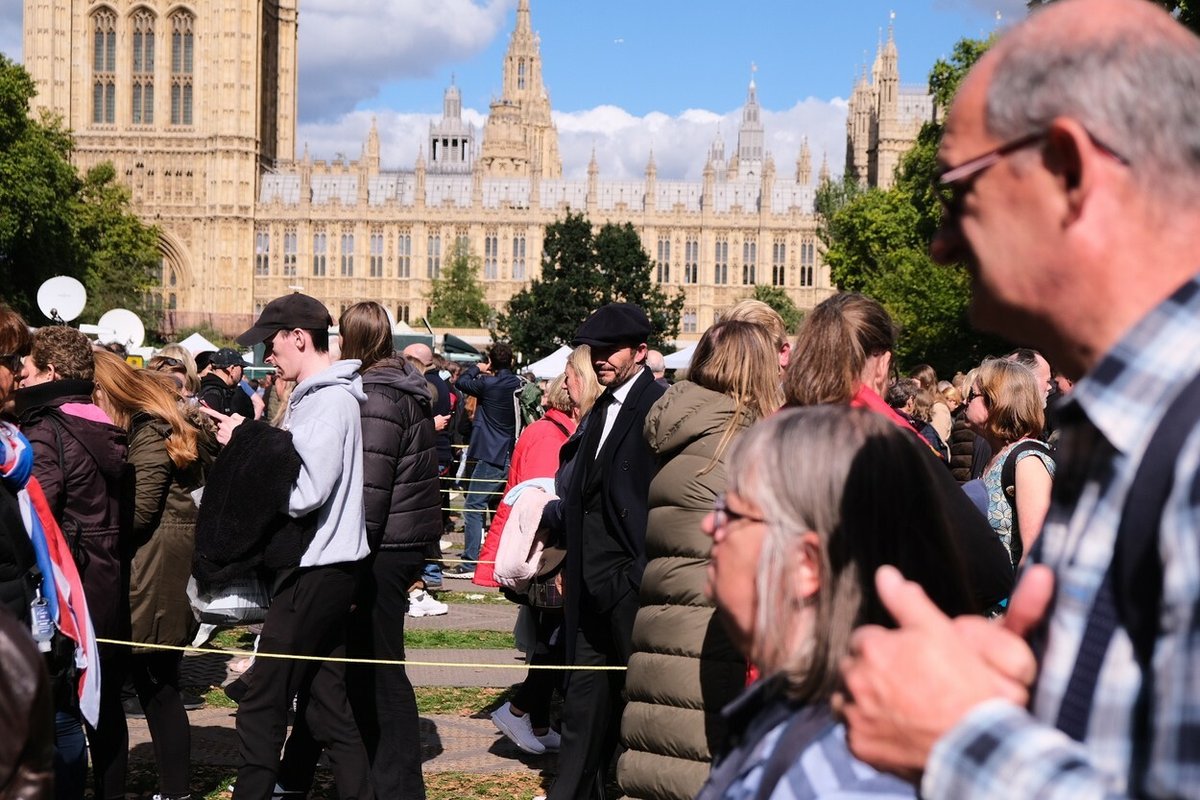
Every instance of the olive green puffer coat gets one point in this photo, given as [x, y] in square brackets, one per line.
[684, 668]
[165, 533]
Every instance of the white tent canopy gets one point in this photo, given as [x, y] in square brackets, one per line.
[552, 366]
[679, 359]
[197, 343]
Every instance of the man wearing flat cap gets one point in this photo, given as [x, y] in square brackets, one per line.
[221, 388]
[601, 518]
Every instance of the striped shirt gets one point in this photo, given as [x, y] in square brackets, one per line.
[1003, 751]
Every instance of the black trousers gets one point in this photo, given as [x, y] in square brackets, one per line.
[307, 617]
[594, 701]
[156, 680]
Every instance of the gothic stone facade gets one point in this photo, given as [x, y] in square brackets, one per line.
[195, 104]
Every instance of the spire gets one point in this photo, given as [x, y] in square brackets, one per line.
[804, 164]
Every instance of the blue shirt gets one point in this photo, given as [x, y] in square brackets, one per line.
[1003, 751]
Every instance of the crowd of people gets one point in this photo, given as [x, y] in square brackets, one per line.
[790, 572]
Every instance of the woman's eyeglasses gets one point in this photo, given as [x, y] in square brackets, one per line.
[723, 515]
[11, 361]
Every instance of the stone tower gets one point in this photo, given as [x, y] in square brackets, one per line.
[191, 104]
[883, 119]
[751, 150]
[520, 137]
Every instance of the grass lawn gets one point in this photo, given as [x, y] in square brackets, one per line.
[213, 783]
[448, 639]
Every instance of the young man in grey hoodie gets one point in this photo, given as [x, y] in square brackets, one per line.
[310, 605]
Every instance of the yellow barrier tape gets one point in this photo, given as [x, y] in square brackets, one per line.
[376, 662]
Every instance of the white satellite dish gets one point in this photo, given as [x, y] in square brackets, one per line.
[126, 326]
[61, 298]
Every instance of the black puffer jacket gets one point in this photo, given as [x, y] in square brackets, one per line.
[400, 459]
[79, 462]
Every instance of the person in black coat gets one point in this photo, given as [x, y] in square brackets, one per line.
[601, 518]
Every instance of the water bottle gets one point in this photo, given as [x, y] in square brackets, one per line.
[41, 623]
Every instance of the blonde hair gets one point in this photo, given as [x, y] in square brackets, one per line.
[180, 353]
[737, 359]
[832, 349]
[868, 491]
[1013, 400]
[557, 396]
[580, 360]
[124, 391]
[759, 313]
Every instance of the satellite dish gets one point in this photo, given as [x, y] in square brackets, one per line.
[61, 299]
[126, 326]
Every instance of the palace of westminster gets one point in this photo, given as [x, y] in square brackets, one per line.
[195, 103]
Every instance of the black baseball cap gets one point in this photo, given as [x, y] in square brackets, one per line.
[613, 325]
[287, 313]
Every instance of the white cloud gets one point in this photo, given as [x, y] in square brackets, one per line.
[1011, 11]
[622, 142]
[349, 50]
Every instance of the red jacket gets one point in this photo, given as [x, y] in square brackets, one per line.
[535, 456]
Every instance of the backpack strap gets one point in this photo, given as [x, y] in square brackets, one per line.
[1131, 593]
[1008, 485]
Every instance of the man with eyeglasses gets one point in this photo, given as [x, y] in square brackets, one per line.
[601, 516]
[1071, 181]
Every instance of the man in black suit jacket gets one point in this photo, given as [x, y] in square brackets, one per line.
[601, 517]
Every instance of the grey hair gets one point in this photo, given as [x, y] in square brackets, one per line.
[869, 493]
[1135, 90]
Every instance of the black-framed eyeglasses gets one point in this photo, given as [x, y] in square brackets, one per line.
[11, 361]
[952, 184]
[724, 516]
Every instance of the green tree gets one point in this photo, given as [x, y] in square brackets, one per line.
[456, 298]
[37, 185]
[877, 242]
[582, 270]
[778, 299]
[124, 252]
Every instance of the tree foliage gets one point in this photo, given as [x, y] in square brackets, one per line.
[53, 222]
[582, 270]
[783, 304]
[456, 298]
[877, 242]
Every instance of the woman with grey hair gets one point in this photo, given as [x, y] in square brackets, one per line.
[817, 499]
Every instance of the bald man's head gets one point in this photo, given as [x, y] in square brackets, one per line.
[420, 353]
[1125, 70]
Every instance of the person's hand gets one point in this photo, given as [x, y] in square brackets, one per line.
[226, 425]
[257, 402]
[906, 687]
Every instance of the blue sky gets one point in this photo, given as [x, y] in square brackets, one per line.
[675, 72]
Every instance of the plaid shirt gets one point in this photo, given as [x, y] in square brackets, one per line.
[1002, 751]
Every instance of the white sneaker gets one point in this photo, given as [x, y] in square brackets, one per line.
[517, 729]
[421, 603]
[551, 740]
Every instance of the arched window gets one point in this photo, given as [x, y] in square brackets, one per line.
[103, 67]
[142, 68]
[181, 43]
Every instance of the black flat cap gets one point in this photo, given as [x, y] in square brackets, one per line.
[613, 325]
[287, 313]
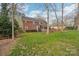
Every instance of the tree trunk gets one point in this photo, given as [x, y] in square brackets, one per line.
[47, 8]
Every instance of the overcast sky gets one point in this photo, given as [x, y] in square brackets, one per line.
[31, 10]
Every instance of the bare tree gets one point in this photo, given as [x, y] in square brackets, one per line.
[47, 8]
[54, 9]
[13, 17]
[62, 17]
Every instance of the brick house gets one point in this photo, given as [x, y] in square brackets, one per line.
[33, 24]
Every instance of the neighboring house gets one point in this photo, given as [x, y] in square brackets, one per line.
[76, 22]
[34, 24]
[56, 28]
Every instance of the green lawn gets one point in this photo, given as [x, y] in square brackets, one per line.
[38, 43]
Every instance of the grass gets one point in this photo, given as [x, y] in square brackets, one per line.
[54, 44]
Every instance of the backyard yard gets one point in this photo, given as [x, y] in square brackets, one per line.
[41, 44]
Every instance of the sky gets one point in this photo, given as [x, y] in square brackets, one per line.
[34, 9]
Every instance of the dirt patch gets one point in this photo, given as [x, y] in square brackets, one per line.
[5, 46]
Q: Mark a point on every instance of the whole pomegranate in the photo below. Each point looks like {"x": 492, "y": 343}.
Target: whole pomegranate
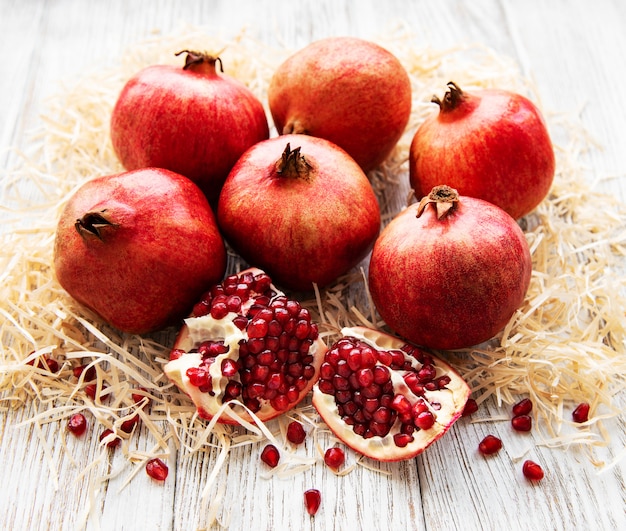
{"x": 491, "y": 144}
{"x": 193, "y": 120}
{"x": 347, "y": 90}
{"x": 138, "y": 248}
{"x": 300, "y": 208}
{"x": 450, "y": 271}
{"x": 385, "y": 398}
{"x": 246, "y": 350}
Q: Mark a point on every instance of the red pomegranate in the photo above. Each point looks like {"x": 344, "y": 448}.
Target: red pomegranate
{"x": 138, "y": 248}
{"x": 490, "y": 144}
{"x": 385, "y": 398}
{"x": 300, "y": 208}
{"x": 246, "y": 350}
{"x": 347, "y": 90}
{"x": 449, "y": 272}
{"x": 193, "y": 120}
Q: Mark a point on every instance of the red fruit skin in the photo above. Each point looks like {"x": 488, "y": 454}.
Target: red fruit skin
{"x": 494, "y": 146}
{"x": 196, "y": 122}
{"x": 347, "y": 90}
{"x": 452, "y": 282}
{"x": 299, "y": 230}
{"x": 145, "y": 272}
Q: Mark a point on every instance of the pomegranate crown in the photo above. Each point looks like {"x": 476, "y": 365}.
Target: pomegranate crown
{"x": 194, "y": 58}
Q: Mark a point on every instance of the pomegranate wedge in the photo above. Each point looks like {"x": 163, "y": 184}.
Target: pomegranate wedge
{"x": 385, "y": 398}
{"x": 245, "y": 349}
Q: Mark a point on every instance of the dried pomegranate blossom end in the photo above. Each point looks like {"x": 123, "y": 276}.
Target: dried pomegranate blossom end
{"x": 443, "y": 198}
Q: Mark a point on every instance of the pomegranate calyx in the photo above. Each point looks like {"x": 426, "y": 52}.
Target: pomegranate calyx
{"x": 93, "y": 223}
{"x": 452, "y": 99}
{"x": 200, "y": 61}
{"x": 293, "y": 164}
{"x": 443, "y": 198}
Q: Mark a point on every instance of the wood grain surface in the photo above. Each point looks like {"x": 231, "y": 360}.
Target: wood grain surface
{"x": 575, "y": 53}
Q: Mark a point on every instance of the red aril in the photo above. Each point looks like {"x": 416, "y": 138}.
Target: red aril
{"x": 490, "y": 144}
{"x": 157, "y": 469}
{"x": 490, "y": 445}
{"x": 270, "y": 455}
{"x": 295, "y": 432}
{"x": 312, "y": 501}
{"x": 109, "y": 438}
{"x": 138, "y": 247}
{"x": 523, "y": 407}
{"x": 532, "y": 470}
{"x": 192, "y": 120}
{"x": 299, "y": 208}
{"x": 334, "y": 457}
{"x": 347, "y": 90}
{"x": 449, "y": 272}
{"x": 77, "y": 424}
{"x": 374, "y": 394}
{"x": 246, "y": 349}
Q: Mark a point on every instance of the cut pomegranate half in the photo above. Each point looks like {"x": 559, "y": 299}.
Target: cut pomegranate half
{"x": 246, "y": 348}
{"x": 385, "y": 398}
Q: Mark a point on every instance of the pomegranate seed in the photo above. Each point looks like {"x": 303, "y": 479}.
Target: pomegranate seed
{"x": 114, "y": 442}
{"x": 295, "y": 432}
{"x": 141, "y": 399}
{"x": 425, "y": 420}
{"x": 522, "y": 423}
{"x": 532, "y": 470}
{"x": 157, "y": 469}
{"x": 470, "y": 408}
{"x": 77, "y": 424}
{"x": 334, "y": 457}
{"x": 270, "y": 455}
{"x": 523, "y": 407}
{"x": 128, "y": 425}
{"x": 581, "y": 413}
{"x": 312, "y": 501}
{"x": 490, "y": 445}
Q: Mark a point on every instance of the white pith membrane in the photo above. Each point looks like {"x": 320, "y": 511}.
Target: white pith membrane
{"x": 444, "y": 403}
{"x": 200, "y": 329}
{"x": 565, "y": 345}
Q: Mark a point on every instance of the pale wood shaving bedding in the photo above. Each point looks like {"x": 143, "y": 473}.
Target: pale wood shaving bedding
{"x": 565, "y": 345}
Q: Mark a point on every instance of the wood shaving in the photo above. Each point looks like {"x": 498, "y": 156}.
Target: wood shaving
{"x": 565, "y": 345}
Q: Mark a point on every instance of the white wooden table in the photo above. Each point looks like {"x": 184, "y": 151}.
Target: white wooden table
{"x": 575, "y": 54}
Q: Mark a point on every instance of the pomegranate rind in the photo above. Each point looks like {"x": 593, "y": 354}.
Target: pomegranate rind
{"x": 452, "y": 399}
{"x": 194, "y": 331}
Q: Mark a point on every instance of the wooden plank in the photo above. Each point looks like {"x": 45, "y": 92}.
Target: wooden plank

===

Your task: Would you quote, exactly and only, the lines from the one containing "Q: Mark a point on every instance of the white pith" to the end of the entries?

Reply to the exercise:
Q: Mark a point on every instance of the white pith membrane in the photo above. Each point looks like {"x": 320, "y": 511}.
Target: white pith membrane
{"x": 444, "y": 403}
{"x": 200, "y": 329}
{"x": 565, "y": 345}
Q: Mark a point on every instance of the pale wood shaving bedding in the photo above. Each point looks like {"x": 143, "y": 473}.
Target: pale wood shaving bedding
{"x": 565, "y": 345}
Q: Mark a point on every instance of the wood shaving in the photo above. Each point looks like {"x": 498, "y": 156}.
Target: wood shaving
{"x": 565, "y": 345}
Q: Mark a point on every instance of the white wooden table in the photo above. Each point looks like {"x": 184, "y": 151}.
Target: white wooden table
{"x": 575, "y": 54}
Q: Mark a point on every instance of the pomegranate rind in the photo above. Each point looks like {"x": 593, "y": 354}.
Target: pomegranate rind
{"x": 452, "y": 399}
{"x": 194, "y": 331}
Q: Mark a point on every instance of the wooden plank in the photo above. Each point looks like {"x": 45, "y": 92}.
Target: wooden plank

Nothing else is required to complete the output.